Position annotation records
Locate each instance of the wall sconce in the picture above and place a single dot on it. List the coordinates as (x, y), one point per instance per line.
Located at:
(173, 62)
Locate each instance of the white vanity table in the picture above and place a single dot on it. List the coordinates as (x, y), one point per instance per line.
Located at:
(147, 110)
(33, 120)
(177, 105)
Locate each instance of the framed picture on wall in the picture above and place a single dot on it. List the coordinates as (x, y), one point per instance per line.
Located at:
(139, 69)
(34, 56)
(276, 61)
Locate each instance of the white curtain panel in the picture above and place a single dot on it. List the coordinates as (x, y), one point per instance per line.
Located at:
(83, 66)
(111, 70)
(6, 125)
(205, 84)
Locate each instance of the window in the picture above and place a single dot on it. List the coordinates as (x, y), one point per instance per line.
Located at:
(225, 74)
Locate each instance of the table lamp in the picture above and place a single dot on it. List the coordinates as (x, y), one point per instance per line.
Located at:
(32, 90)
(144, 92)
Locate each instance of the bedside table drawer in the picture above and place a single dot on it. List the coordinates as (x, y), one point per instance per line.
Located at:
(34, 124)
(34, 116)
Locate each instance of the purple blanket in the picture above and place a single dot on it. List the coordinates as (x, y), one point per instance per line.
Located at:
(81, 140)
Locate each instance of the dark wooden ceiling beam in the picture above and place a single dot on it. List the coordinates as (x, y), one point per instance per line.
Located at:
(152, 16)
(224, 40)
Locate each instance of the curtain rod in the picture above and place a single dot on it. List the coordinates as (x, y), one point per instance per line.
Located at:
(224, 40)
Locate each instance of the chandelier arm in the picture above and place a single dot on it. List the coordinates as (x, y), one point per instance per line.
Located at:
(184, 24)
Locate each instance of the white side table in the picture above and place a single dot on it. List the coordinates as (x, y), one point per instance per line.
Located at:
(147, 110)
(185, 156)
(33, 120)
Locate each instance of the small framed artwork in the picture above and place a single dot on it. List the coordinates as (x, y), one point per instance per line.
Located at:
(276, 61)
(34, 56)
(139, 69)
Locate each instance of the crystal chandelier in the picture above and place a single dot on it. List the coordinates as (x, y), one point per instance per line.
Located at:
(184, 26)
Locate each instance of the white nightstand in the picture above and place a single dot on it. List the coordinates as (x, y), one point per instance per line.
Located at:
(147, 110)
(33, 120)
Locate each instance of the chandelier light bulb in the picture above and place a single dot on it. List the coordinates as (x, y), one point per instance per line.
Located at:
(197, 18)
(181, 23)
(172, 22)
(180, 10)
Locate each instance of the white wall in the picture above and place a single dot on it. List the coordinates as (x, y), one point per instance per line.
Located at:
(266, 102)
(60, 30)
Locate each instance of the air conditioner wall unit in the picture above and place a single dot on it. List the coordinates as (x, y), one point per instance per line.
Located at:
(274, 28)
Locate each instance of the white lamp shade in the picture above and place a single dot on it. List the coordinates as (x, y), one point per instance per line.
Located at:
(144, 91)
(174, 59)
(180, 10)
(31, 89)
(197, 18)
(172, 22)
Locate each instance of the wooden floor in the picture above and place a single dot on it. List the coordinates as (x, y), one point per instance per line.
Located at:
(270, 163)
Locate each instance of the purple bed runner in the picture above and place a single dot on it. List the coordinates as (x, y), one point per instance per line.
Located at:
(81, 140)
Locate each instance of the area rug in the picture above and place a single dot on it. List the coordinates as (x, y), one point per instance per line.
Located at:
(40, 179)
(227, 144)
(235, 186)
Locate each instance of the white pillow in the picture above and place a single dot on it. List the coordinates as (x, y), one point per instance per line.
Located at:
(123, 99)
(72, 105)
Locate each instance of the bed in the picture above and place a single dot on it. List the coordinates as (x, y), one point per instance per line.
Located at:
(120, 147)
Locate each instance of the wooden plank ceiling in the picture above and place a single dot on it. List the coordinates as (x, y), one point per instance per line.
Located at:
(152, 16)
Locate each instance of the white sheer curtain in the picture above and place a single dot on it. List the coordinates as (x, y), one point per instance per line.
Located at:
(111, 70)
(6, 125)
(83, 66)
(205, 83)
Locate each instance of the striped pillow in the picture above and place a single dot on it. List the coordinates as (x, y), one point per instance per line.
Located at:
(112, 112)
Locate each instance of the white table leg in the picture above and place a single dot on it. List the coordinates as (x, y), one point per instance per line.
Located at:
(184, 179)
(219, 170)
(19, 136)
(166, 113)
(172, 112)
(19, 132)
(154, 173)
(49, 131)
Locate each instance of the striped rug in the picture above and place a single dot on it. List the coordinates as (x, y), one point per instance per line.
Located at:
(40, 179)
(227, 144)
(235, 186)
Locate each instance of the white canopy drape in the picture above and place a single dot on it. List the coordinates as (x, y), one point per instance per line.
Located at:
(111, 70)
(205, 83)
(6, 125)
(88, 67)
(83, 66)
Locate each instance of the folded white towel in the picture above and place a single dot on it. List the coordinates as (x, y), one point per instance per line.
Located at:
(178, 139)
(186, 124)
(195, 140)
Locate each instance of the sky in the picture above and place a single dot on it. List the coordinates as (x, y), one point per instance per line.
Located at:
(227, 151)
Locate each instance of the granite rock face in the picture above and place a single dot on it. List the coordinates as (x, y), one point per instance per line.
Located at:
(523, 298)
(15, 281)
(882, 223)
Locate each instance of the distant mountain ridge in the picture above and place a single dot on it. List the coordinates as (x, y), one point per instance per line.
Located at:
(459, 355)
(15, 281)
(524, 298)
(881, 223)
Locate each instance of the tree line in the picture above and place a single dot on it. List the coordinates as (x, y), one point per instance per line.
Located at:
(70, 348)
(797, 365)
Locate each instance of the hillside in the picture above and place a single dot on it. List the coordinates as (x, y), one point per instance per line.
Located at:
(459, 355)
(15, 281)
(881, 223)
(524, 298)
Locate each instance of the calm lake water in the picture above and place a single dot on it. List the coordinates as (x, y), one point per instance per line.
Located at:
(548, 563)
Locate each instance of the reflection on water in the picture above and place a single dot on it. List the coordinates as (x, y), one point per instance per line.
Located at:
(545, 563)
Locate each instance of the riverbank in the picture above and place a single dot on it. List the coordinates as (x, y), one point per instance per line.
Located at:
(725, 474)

- [AIM OF THE TASK]: Repeat precisely the lines of the data starting at the one containing "Locate each instance of the sky", last line included.

- [WRITTEN ANSWER]:
Locate each instance of the sky in the picture above and place a single dot on it. List the coordinates as (x, y), one point per instance per line.
Located at:
(227, 151)
Locate each instance of the granite rock face in the picture above and place a single dot on it. List the coordinates as (x, y), one point per instance per line.
Located at:
(523, 298)
(15, 281)
(882, 223)
Locate each instance of the distant mountain ridge in the picture above and place a single dot on it. List the coordinates as (x, y), one point per instance per line.
Located at:
(459, 355)
(15, 281)
(524, 298)
(881, 223)
Locate each instance of the tree line in the picture above and place a single dot on it. List the coordinates as (x, y), one point per instance per line.
Located at:
(70, 348)
(797, 365)
Locate each instance of the hillside in the picture above and place a single dot on it. List the coordinates as (x, y), one point per instance per line.
Located at:
(459, 355)
(15, 281)
(881, 223)
(524, 298)
Locate each instance of the calm lake water in the picture above and place a single dot on it. List the coordinates as (x, y), one point per instance per line.
Located at:
(548, 563)
Locate each instance of the reflection on water in the picture above and place a single dot on it. List the coordinates as (x, y), one point per instance per line.
Located at:
(545, 563)
Locate each instance of the riverbank in the picture above and place a single dot on it. List the coordinates as (x, y), one point per instance per line.
Located at:
(725, 474)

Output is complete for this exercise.